Top of Passage shown
Official statistics are published separately each year on further and higher education, including:
- Further education and apprenticeships data published by the Department for Education using Individualised Learner Record (ILR) data: Statistics: further education and skills
- Statistics on students at higher education providers published by the Higher Education Statistics Agency (HESA), available through HESA’s Student Open Data pages: HE Student Data | HESA
In addition to the above, DfE also publishes overall national participation figures for education, training and employment (and NEET) for 16 to 18 year-olds. The latest publication refers to the position at the end of 2020 and is available at Participation in education and training and employment, Calendar Year 2020 – Explore education statistics – GOV.UK (explore-education-statistics.service.gov.uk).
- Higher-level learners are those who are studying at National Qualifications Framework (NQF) levels 4 to 8. Full details of the mapping of qualifications to NQF level are documented in the methodology section of this release.
- Type of higher-level learning refers to higher-level provision as being either:
- OfS-recognised HE: Qualifications that are classed as Recognised HE for Office for Students (OfS) funding purposes. Such qualifications are generally eligible for student loan support, such as foundation degrees, Higher National Certificates (HNCs) and first degrees. Further information can be found in Annex B of the Higher Education Students Early Statistics survey 2021-22 (HESES21): Guidance for providers - Office for Students.
- Apprenticeships: Learning through Higher or Degree Apprenticeships. Students earn whilst learning and are funded by the Education and Skills Funding Agency (ESFA) and employers.
Bottom of Passage shown
Top of Data block
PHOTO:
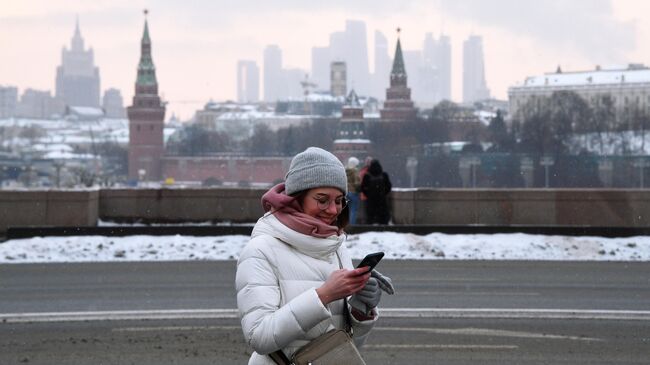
Bottom of Data block
» **Problem 1**
Reproduce the part of the education statistics passage between "- Type of higher-level" and "(ESFA) and employers.", inclusive.
» **Problem 2**
According to the education statistics passage, who funds students on Higher or Degree Apprenticeships?

» **Written response 1**
- Type of higher-level learning refers to higher-level provision as being either:
- OfS-recognised HE: Qualifications that are classed as Recognised HE for Office for Students (OfS) funding purposes. Such qualifications are generally eligible for student loan support, such as foundation degrees, Higher National Certificates (HNCs) and first degrees. Further information can be found in Annex B of the Higher Education Students Early Statistics survey 2021-22 (HESES21): Guidance for providers - Office for Students.
- Apprenticeships: Learning through Higher or Degree Apprenticeships. Students earn whilst learning and are funded by the Education and Skills Funding Agency (ESFA) and employers.

» **Written response 2**
The Education and Skills Funding Agency (ESFA) and employers.